Segment Start: INFORMATION GIVEN

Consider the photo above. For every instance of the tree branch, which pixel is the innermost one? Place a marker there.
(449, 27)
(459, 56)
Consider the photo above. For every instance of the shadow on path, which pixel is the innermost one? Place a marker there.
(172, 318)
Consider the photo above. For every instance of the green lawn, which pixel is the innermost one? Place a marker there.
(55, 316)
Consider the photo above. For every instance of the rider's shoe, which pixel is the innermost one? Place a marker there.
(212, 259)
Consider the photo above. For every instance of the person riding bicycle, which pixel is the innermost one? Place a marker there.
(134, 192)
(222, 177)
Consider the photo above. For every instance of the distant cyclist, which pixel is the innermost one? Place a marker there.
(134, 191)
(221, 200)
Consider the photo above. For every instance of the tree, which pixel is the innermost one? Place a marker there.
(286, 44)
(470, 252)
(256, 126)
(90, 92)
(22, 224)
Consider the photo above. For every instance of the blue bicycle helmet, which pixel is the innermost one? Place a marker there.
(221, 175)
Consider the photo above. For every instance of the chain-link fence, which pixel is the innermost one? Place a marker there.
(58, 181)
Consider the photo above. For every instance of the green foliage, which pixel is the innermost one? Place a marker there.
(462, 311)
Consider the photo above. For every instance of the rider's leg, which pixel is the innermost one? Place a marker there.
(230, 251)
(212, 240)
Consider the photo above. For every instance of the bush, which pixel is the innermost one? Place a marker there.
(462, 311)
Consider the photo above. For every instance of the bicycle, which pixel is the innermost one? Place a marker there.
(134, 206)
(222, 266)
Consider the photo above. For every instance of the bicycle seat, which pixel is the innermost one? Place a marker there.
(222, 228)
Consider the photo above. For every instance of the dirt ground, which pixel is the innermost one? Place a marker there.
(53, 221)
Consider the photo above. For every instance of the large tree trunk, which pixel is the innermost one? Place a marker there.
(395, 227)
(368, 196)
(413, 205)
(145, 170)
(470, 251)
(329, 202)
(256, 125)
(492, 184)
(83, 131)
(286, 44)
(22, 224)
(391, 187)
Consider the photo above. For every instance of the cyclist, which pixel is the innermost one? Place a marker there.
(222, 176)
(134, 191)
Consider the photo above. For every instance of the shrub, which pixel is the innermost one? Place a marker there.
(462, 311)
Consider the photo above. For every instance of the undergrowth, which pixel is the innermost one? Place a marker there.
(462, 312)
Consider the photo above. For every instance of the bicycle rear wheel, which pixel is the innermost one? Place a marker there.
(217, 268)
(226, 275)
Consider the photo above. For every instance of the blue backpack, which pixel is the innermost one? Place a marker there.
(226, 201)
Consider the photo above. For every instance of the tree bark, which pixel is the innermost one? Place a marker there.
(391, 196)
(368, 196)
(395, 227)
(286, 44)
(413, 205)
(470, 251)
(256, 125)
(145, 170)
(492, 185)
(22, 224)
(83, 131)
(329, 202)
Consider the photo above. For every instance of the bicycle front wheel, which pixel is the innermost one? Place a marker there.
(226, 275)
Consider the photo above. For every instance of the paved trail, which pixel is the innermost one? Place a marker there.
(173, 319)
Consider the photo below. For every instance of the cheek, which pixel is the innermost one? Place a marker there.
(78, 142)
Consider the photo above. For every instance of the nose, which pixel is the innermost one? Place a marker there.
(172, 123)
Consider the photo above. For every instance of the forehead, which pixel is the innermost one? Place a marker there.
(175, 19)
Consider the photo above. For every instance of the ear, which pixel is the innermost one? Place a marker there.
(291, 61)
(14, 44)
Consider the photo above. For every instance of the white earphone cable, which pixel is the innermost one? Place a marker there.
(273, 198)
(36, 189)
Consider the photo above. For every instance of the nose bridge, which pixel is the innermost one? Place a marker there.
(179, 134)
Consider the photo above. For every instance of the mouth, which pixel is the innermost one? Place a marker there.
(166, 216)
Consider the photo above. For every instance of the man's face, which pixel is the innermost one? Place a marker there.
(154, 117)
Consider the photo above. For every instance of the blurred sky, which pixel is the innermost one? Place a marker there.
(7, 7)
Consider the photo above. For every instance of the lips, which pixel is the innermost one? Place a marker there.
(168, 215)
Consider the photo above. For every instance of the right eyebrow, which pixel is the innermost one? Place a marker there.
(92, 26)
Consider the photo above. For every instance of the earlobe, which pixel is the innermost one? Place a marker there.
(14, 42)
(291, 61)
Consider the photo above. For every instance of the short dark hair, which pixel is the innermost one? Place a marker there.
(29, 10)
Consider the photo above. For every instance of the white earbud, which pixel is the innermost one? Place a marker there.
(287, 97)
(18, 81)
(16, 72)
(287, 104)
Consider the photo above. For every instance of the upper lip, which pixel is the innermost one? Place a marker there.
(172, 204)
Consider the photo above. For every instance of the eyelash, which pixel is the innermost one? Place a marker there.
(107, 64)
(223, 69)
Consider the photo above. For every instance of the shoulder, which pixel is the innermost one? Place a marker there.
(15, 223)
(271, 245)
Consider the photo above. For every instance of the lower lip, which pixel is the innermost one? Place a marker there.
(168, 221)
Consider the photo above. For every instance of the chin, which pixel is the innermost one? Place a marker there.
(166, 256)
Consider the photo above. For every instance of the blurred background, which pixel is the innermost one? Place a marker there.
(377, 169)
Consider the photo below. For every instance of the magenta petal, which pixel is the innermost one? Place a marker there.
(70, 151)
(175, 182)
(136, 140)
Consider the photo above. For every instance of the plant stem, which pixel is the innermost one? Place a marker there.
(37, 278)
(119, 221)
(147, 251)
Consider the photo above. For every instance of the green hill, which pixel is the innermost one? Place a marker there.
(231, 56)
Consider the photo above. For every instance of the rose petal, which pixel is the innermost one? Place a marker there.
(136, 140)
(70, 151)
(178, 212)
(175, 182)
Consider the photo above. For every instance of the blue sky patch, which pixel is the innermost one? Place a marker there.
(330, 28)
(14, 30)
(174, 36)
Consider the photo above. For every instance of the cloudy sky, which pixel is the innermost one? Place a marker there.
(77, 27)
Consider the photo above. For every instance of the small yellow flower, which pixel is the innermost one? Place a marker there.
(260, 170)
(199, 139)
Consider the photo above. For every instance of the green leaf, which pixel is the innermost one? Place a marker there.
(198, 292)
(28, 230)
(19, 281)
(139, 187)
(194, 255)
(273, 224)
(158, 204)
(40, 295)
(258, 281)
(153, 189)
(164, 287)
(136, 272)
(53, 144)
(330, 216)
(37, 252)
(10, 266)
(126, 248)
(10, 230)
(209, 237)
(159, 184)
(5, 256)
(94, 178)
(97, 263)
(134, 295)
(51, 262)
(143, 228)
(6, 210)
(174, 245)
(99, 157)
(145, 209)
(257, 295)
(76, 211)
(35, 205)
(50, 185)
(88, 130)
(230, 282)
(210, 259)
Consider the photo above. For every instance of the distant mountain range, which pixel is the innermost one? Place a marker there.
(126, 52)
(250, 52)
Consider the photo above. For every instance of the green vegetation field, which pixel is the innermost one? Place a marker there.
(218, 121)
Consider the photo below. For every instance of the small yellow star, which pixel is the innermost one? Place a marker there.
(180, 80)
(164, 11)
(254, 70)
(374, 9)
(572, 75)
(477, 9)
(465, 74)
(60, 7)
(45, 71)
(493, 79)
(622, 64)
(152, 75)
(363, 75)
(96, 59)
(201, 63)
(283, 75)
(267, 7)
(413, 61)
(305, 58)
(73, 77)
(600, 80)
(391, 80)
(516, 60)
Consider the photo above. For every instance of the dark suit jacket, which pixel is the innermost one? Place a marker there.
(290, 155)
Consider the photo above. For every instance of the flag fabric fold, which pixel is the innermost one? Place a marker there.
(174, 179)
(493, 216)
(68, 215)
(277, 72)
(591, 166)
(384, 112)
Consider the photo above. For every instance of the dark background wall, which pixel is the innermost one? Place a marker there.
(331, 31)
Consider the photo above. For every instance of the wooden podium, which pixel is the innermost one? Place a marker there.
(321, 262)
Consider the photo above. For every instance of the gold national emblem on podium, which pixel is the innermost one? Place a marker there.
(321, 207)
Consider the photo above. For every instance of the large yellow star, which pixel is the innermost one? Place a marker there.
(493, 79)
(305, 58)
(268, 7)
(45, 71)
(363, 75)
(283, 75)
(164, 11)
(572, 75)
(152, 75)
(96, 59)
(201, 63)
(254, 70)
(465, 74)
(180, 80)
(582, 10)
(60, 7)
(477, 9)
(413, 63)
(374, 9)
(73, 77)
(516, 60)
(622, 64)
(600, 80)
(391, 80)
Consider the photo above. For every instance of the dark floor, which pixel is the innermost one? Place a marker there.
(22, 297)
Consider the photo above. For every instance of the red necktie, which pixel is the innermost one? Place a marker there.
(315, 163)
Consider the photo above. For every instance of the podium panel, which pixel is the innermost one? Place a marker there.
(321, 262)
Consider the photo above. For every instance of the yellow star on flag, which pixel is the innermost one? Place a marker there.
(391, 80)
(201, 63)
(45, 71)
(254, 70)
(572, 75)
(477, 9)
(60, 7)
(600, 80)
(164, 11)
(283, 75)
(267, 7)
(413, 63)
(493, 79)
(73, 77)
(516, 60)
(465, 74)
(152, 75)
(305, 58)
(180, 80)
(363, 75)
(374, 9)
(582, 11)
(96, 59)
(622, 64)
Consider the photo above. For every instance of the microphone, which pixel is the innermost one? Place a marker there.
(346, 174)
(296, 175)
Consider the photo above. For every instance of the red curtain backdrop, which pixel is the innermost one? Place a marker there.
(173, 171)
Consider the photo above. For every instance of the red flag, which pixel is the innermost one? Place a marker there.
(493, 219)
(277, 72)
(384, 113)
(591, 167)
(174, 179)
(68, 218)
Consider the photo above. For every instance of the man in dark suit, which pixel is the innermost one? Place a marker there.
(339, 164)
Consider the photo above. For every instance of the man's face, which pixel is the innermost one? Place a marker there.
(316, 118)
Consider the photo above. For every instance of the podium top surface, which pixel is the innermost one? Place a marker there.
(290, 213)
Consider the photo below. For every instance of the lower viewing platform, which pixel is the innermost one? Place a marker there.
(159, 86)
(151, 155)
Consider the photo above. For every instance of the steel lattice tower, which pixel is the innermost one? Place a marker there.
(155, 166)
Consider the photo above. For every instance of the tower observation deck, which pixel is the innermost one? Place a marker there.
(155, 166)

Segment End: INFORMATION GIVEN

» **TASK DIRECTIONS**
Repeat, exactly as they stand, the line that contains "red flag, which" and all the lines after it in the data above.

» **YOUR SOLUTION**
Consider the photo above. For every instance of the red flag, which pixel is the innermost one? Place a marker there.
(493, 219)
(277, 72)
(384, 113)
(591, 167)
(174, 179)
(68, 218)
Consider the photo above. For every instance of the man in dark suit, which pixel is the innermost one? Place a marker there.
(339, 164)
Consider the photo above. For every instance of the man's face, which pixel is the innermost one? Place a marker there.
(316, 118)
Consider the photo above. For every instance of the podium top surface, which pixel is the innermost one? Place a marker there.
(290, 213)
Consider the photo below. For every instance of the lower viewing platform, which pixel is the innermost one? Place a marker there.
(159, 86)
(151, 155)
Consider the photo above. For every instance of the steel lattice tower, which pixel is the innermost one? Place a marker there.
(155, 166)
Consider the photo above. For every instance of the tower observation deck, which pixel is the innermost one? Place a marker there.
(155, 166)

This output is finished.